## START

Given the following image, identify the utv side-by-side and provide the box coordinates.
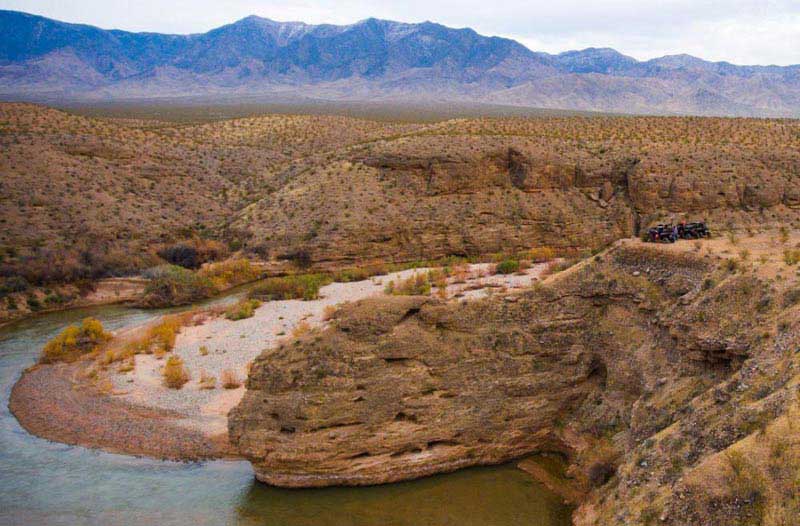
[645,221,711,243]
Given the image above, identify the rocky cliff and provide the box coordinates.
[232,118,800,266]
[229,243,800,524]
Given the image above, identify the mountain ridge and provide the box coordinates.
[0,10,800,117]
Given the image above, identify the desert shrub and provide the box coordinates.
[40,318,111,363]
[198,259,261,290]
[200,370,217,389]
[494,259,520,274]
[783,249,800,266]
[783,289,800,308]
[225,298,261,321]
[281,249,313,269]
[322,305,338,321]
[146,316,181,353]
[384,273,431,296]
[158,243,201,269]
[248,274,331,301]
[587,461,617,488]
[161,355,189,389]
[219,369,242,389]
[140,265,217,307]
[333,263,388,283]
[122,315,184,358]
[527,247,556,263]
[292,320,311,338]
[0,276,30,298]
[157,238,227,269]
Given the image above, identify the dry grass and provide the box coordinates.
[199,369,217,390]
[225,298,261,321]
[161,356,189,389]
[248,274,332,301]
[219,369,242,389]
[39,318,111,363]
[384,272,431,296]
[292,320,311,339]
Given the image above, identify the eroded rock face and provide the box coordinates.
[230,298,591,486]
[241,136,800,267]
[229,245,732,487]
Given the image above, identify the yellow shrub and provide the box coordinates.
[220,369,242,389]
[40,318,111,363]
[198,259,261,290]
[162,356,189,389]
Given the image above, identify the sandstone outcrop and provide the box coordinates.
[229,242,800,525]
[232,121,800,267]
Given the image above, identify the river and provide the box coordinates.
[0,297,570,526]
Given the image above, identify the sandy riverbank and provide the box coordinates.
[10,264,546,459]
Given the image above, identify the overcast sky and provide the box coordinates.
[0,0,800,65]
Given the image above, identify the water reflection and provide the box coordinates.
[0,290,569,526]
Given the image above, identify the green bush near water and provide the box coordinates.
[140,265,217,307]
[248,274,333,301]
[495,259,520,274]
[225,298,261,321]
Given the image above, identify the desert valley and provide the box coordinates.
[0,7,800,526]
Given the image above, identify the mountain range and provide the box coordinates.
[0,11,800,117]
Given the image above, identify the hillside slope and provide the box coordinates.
[229,235,800,526]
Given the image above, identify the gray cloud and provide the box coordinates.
[0,0,800,64]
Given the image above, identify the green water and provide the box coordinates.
[0,298,570,526]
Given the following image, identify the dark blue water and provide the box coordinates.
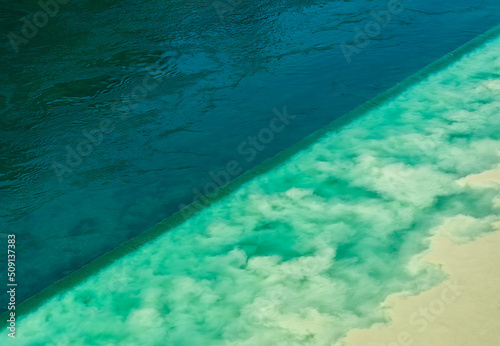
[0,0,500,306]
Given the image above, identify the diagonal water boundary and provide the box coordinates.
[0,20,500,326]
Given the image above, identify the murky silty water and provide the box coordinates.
[0,0,500,306]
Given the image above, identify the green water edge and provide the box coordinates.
[0,21,500,344]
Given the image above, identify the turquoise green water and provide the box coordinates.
[5,29,500,346]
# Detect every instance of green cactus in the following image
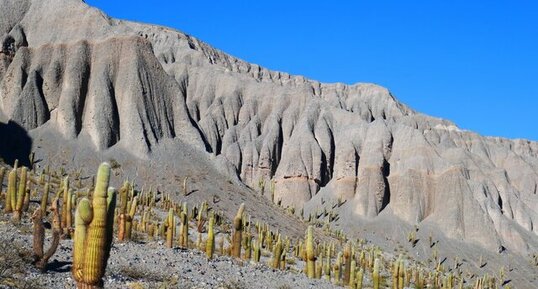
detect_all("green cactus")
[72,163,116,289]
[41,182,50,213]
[305,226,316,278]
[355,268,364,289]
[271,236,282,269]
[11,167,28,222]
[348,259,357,288]
[232,203,245,258]
[62,177,69,230]
[344,242,353,285]
[179,205,189,248]
[205,215,215,259]
[166,208,176,248]
[372,258,381,289]
[4,167,17,213]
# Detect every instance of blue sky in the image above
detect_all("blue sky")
[86,0,538,141]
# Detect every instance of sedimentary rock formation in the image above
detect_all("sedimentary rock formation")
[0,0,538,252]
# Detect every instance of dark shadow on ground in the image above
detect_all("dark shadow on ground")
[0,121,32,167]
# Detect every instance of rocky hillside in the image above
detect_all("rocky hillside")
[0,0,538,254]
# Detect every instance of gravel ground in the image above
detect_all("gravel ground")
[0,217,341,289]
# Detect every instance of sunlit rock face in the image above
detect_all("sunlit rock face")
[0,0,538,252]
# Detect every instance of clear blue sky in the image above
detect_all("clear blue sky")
[87,0,538,141]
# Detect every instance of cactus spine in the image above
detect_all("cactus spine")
[344,243,353,285]
[166,208,176,248]
[272,236,282,269]
[41,183,50,213]
[232,203,245,258]
[372,258,380,289]
[4,167,17,213]
[205,216,215,259]
[305,226,316,278]
[11,167,28,222]
[72,163,116,289]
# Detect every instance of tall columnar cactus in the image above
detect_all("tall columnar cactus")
[41,182,50,213]
[205,215,215,259]
[348,259,357,288]
[11,167,28,222]
[4,167,17,213]
[398,259,404,289]
[355,268,364,289]
[72,163,116,289]
[0,167,6,191]
[305,226,316,278]
[271,236,282,269]
[232,203,245,258]
[62,177,69,230]
[166,208,176,248]
[372,258,380,289]
[179,206,189,248]
[344,242,353,285]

## END

[GOAL]: Please rewrite all the lines above with "image above" replaced by "photo above" and nothing else changed, leaving the pictures out.

[ANSWER FOR THE TASK]:
Given the following image, identify the utv side-by-side and provide the box coordinates.
[645,221,711,243]
Given the photo above, identify the rocky cliff and provide the box coordinates.
[232,118,800,266]
[229,243,800,524]
Given the photo above, identify the mountain ridge and provide the box coordinates.
[0,10,800,117]
Given the photo above, identify the desert shrub and provide the box coordinates.
[40,318,111,363]
[198,259,261,290]
[200,370,217,389]
[494,259,520,274]
[783,249,800,266]
[783,289,800,308]
[225,298,261,321]
[281,249,313,269]
[322,305,338,321]
[146,316,181,353]
[384,273,431,296]
[158,243,201,269]
[248,274,331,301]
[587,461,617,488]
[161,355,189,389]
[219,369,242,389]
[140,265,217,307]
[333,263,388,283]
[122,315,184,358]
[527,247,556,263]
[292,320,311,338]
[0,276,30,298]
[157,238,227,269]
Given the photo above, identify the dry grass and provide the box coordinates.
[199,369,217,390]
[225,298,261,321]
[161,356,189,389]
[248,274,332,301]
[219,369,242,389]
[39,318,111,363]
[384,272,431,296]
[292,320,311,339]
Given the photo above, identify the eroded rock face and provide the box coordinates.
[230,298,591,486]
[241,136,800,267]
[229,245,732,487]
Given the photo above, identify the yellow shrub and provide the box coordinates.
[220,369,242,389]
[40,318,111,363]
[198,259,261,290]
[162,356,189,389]
Given the photo above, identify the sandstone outcrop and provide the box coordinates.
[229,242,800,525]
[232,121,800,267]
Given the photo above, identify the river and provide the box coordinates.
[0,297,570,526]
Given the photo above, identify the sandy riverbank and provide the box coordinates.
[10,264,546,459]
Given the photo above, identify the overcast sky and provide the box coordinates.
[0,0,800,65]
Given the photo above, identify the water reflection and provide the box coordinates.
[0,290,569,526]
Given the photo above, identify the green bush near water and provide the box coordinates.
[140,265,217,307]
[248,274,333,301]
[495,259,520,274]
[225,298,261,321]
Given the photo above, identify the desert valley and provide the box coordinates.
[0,7,800,526]
Given the photo above, identify the mountain range and provide the box coordinates.
[0,11,800,117]
Given the photo above, identify the hillside slope and provide the box coordinates.
[229,235,800,526]
Given the photo above, identify the gray cloud and provide the box coordinates.
[0,0,800,64]
Given the photo above, identify the green water and provide the box coordinates.
[0,298,570,526]
Given the following image, identify the dark blue water and provide the box coordinates.
[0,0,500,306]
Given the photo above, identify the diagonal water boundary and provide the box coordinates.
[0,20,500,326]
Given the photo above, identify the murky silty water and provide the box coordinates.
[0,0,500,306]
Given the photo above, identify the green water edge and provide the box coordinates.
[0,21,500,344]
Given the photo above, identify the turquoise green water and provide the box coordinates.
[5,29,500,346]
# Detect every instance of green cactus in the following image
detect_all("green cactus")
[72,163,116,289]
[41,182,50,213]
[305,226,316,278]
[355,268,364,289]
[271,236,282,269]
[11,167,28,222]
[348,259,357,288]
[232,203,245,258]
[62,177,69,230]
[344,242,353,285]
[179,205,189,248]
[205,215,215,259]
[166,208,176,248]
[372,258,381,289]
[4,167,17,213]
# Detect every instance of blue sky in the photo above
detect_all("blue sky")
[86,0,538,141]
# Detect every instance of sedimentary rock formation in the photo above
detect_all("sedimentary rock formation")
[0,0,538,252]
# Detect every instance of dark shadow on ground in the photo above
detect_all("dark shadow on ground")
[0,121,32,167]
# Detect every instance of rocky hillside in the photo above
detect_all("rocky hillside")
[0,0,538,254]
# Detect every instance of gravel ground in the photo above
detect_all("gravel ground")
[0,217,341,289]
# Detect every instance of sunlit rock face in the photo above
detect_all("sunlit rock face")
[0,0,538,252]
# Detect every instance of clear blue sky in the photo above
detect_all("clear blue sky")
[87,0,538,141]
# Detect every instance of cactus spine in the photo above
detect_all("cactus spine")
[344,243,353,285]
[166,208,176,248]
[272,236,282,269]
[41,183,50,213]
[232,203,245,258]
[372,258,380,289]
[4,167,17,213]
[205,216,215,259]
[305,226,316,278]
[11,167,28,222]
[72,163,116,289]
# Detect every instance of tall columnar cactus in the photo above
detect_all("tall columnar cactus")
[41,182,50,213]
[205,215,215,259]
[348,259,357,288]
[11,167,28,222]
[4,167,17,213]
[398,259,404,289]
[355,268,364,289]
[72,163,116,289]
[0,167,6,191]
[305,226,316,278]
[271,236,282,269]
[232,203,245,258]
[62,177,69,230]
[166,208,176,248]
[372,258,380,289]
[179,206,189,248]
[344,242,353,285]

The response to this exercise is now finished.